### EXERCISE INSTRUCTIONS
Every line from the one containing "point: horse muzzle, one" to the one containing "point: white horse's leg, one" in the records below, both included, must be set down exactly, and no other line.

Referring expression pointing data
^^^^

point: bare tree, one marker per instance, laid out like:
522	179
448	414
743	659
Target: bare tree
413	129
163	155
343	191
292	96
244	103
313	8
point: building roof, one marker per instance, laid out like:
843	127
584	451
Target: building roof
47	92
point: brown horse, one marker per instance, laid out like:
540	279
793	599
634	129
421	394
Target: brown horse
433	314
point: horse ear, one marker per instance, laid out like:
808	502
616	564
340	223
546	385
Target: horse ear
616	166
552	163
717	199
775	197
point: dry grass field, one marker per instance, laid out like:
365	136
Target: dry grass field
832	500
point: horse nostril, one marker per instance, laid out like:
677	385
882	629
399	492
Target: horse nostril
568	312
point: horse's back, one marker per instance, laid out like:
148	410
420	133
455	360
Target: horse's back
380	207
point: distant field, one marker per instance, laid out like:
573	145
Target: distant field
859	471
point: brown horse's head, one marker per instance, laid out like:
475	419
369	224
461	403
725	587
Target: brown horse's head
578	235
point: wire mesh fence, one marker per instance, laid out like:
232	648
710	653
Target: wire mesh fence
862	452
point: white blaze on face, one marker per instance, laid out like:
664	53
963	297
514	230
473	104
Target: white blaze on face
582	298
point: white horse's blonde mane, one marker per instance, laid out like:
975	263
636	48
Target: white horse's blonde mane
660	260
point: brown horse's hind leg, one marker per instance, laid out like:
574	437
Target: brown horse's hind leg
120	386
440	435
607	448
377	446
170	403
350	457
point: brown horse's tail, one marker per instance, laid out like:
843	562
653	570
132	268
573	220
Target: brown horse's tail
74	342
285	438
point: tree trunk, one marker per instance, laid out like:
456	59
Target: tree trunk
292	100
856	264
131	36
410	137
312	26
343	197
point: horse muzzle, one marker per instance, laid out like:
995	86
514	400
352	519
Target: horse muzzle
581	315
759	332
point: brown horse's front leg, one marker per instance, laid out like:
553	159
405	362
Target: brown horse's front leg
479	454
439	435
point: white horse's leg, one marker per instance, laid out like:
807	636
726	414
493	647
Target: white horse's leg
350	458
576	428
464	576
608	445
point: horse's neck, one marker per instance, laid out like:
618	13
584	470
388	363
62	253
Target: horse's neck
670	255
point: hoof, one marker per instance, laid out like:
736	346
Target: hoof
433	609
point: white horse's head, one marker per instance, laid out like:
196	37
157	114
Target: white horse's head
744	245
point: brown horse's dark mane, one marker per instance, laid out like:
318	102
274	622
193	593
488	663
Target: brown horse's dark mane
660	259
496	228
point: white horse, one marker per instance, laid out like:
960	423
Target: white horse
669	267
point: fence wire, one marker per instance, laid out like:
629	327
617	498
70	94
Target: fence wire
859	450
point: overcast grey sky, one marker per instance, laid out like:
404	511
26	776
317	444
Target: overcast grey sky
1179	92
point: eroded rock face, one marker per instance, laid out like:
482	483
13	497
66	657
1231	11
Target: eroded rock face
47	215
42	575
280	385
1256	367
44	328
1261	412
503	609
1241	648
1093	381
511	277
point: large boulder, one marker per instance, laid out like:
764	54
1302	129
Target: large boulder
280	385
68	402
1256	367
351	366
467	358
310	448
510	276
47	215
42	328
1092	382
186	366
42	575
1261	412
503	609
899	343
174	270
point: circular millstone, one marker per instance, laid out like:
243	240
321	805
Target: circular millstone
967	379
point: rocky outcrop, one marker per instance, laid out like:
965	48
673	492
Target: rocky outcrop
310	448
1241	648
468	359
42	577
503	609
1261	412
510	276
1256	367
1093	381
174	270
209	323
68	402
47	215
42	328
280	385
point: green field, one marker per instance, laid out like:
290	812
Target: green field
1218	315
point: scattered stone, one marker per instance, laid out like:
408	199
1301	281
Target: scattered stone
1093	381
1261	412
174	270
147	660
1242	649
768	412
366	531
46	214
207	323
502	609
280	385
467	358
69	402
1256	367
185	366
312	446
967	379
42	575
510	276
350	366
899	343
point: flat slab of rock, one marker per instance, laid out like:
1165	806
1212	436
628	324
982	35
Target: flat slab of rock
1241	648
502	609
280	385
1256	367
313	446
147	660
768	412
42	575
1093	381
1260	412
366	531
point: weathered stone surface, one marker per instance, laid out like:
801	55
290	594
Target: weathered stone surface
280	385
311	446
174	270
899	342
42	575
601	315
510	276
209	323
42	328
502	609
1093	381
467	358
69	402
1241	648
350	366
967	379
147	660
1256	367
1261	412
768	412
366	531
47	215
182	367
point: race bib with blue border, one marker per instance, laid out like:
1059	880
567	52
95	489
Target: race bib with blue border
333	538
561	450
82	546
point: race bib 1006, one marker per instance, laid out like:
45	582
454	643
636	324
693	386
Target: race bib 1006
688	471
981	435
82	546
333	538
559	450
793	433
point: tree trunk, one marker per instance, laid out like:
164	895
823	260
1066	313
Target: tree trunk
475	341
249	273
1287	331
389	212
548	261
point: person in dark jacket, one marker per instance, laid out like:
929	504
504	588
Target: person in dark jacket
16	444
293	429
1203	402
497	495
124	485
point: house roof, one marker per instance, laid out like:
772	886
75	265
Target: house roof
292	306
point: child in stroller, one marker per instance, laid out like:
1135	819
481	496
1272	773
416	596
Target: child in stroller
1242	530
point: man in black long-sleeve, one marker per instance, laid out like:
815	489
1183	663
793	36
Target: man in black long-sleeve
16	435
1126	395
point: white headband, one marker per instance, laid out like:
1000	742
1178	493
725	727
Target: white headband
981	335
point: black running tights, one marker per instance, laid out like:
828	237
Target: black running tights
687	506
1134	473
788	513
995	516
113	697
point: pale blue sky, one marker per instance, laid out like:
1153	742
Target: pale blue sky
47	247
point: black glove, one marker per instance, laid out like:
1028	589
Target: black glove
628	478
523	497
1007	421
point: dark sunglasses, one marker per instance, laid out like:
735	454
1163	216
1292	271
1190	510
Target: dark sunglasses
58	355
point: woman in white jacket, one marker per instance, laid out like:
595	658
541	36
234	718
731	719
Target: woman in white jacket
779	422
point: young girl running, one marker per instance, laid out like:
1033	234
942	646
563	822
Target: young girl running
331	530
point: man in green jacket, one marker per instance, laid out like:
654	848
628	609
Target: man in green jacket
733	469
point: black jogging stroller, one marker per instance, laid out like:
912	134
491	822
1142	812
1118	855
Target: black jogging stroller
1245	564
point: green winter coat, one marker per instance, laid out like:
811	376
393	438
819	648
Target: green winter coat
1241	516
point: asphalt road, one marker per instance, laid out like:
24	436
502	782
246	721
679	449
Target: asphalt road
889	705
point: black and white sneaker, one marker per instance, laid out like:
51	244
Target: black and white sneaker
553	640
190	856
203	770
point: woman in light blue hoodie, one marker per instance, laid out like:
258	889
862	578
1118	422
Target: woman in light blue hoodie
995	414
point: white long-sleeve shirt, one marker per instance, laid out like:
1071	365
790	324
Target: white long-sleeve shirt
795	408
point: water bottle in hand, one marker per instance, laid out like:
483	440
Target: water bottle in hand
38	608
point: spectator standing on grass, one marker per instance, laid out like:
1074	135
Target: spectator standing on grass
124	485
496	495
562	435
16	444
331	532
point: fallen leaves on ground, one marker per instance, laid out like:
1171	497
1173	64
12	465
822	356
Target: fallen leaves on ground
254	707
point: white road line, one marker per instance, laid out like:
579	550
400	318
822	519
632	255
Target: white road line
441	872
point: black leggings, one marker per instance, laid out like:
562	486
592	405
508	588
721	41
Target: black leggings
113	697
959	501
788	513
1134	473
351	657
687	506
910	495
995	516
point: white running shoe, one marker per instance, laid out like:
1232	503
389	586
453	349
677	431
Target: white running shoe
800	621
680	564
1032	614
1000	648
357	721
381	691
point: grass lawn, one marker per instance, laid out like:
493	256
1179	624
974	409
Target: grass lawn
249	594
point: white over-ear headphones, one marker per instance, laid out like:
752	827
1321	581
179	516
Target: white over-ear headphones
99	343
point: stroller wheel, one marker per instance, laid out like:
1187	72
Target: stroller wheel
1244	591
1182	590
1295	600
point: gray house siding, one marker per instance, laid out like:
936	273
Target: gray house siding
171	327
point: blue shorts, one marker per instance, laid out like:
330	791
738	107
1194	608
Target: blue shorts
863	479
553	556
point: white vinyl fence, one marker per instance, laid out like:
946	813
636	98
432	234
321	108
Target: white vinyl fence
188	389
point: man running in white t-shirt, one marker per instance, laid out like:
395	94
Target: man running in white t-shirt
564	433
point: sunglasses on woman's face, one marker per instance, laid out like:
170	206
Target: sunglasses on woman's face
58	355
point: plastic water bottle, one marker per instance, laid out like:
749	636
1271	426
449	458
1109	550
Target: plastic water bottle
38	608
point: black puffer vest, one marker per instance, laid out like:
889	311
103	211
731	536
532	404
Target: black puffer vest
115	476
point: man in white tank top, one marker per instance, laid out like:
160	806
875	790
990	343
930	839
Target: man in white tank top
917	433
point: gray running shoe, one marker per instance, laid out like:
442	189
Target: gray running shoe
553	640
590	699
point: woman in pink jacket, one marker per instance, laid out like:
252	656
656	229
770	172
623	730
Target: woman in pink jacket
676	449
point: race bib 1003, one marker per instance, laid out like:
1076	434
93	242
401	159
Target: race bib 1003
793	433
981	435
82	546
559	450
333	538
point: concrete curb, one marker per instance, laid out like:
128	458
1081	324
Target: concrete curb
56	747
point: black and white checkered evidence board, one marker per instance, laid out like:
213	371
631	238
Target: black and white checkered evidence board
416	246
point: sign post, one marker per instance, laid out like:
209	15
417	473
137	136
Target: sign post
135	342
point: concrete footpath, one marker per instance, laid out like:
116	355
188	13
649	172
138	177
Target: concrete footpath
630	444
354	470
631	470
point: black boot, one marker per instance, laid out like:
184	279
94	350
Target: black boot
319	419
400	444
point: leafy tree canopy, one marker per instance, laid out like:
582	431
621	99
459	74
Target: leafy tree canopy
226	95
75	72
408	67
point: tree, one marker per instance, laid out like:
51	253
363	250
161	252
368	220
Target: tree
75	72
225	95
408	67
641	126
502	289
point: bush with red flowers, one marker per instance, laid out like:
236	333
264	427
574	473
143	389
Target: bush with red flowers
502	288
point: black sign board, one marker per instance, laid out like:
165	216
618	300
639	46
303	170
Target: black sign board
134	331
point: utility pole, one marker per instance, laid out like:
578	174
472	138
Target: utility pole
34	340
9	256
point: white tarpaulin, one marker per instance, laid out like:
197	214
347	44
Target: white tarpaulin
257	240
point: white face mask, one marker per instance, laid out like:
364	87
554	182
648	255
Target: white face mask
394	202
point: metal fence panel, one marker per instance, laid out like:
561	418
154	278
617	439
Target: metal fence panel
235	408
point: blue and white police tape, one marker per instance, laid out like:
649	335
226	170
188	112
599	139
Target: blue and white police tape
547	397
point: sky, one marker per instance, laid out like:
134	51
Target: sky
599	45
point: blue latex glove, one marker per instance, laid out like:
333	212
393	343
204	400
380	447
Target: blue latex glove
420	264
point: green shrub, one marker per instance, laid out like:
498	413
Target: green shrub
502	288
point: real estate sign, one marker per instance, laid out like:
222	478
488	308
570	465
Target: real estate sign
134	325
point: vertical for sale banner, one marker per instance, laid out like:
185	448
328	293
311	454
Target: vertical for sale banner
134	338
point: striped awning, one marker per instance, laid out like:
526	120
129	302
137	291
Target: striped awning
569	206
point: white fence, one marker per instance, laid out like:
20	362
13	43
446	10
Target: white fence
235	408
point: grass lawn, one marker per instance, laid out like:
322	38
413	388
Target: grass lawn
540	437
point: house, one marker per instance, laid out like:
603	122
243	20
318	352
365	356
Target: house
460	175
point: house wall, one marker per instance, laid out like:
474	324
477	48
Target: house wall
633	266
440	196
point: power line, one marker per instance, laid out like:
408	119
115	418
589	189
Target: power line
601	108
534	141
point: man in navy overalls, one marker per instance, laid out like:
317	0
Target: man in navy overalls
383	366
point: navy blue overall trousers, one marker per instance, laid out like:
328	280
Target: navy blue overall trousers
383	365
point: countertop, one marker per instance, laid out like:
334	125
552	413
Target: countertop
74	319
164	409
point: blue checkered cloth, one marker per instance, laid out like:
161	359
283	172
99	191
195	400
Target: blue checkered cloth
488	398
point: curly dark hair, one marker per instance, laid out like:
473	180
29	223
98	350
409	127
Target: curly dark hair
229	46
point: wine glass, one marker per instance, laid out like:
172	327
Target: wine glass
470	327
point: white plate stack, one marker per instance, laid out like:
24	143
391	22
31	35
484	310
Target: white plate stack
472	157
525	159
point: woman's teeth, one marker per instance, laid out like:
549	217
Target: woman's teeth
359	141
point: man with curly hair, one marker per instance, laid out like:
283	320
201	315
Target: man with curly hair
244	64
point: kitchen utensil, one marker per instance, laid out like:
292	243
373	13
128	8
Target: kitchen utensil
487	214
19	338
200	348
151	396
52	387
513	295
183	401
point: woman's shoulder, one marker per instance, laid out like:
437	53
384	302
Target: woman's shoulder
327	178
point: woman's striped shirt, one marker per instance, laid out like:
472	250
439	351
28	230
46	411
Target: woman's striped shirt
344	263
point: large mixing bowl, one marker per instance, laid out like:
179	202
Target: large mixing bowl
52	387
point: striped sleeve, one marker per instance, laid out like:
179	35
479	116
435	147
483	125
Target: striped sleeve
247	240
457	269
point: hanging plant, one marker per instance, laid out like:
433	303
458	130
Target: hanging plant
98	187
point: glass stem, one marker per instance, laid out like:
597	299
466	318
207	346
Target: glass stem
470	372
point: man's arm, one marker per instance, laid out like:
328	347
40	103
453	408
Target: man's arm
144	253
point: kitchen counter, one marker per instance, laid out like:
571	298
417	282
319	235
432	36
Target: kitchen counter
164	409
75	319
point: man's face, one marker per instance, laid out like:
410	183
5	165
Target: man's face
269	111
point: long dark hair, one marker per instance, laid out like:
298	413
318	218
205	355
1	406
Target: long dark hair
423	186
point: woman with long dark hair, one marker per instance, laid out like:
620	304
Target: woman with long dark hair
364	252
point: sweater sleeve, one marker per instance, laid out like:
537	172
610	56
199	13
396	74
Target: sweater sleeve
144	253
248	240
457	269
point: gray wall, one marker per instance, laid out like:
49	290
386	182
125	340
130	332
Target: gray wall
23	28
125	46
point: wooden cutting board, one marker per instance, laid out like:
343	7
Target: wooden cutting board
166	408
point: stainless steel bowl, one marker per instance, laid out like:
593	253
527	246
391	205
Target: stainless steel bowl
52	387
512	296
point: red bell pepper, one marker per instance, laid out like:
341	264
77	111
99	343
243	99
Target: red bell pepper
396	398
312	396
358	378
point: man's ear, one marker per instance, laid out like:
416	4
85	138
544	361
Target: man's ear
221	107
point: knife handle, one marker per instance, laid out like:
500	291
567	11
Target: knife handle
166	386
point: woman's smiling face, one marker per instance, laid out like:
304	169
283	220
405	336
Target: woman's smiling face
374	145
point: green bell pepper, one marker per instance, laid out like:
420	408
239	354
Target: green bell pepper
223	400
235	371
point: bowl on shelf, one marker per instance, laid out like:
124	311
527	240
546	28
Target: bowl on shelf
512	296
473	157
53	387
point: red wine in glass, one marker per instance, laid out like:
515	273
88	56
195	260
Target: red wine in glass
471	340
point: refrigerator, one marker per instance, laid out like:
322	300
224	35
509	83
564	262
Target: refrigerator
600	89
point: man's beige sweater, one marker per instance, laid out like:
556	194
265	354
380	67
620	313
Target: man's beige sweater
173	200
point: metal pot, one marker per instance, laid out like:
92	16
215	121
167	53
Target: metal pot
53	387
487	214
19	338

^^^^

### WRITTEN ANSWER
point: horse muzzle, one marker per instance, laid out like:
995	86
514	400
352	519
Target: horse muzzle
581	315
759	332
point: brown horse's front leg, one marker per instance, laid out like:
553	159
405	362
Target: brown horse's front leg
479	454
439	435
point: white horse's leg, one marker per instance, laid out like:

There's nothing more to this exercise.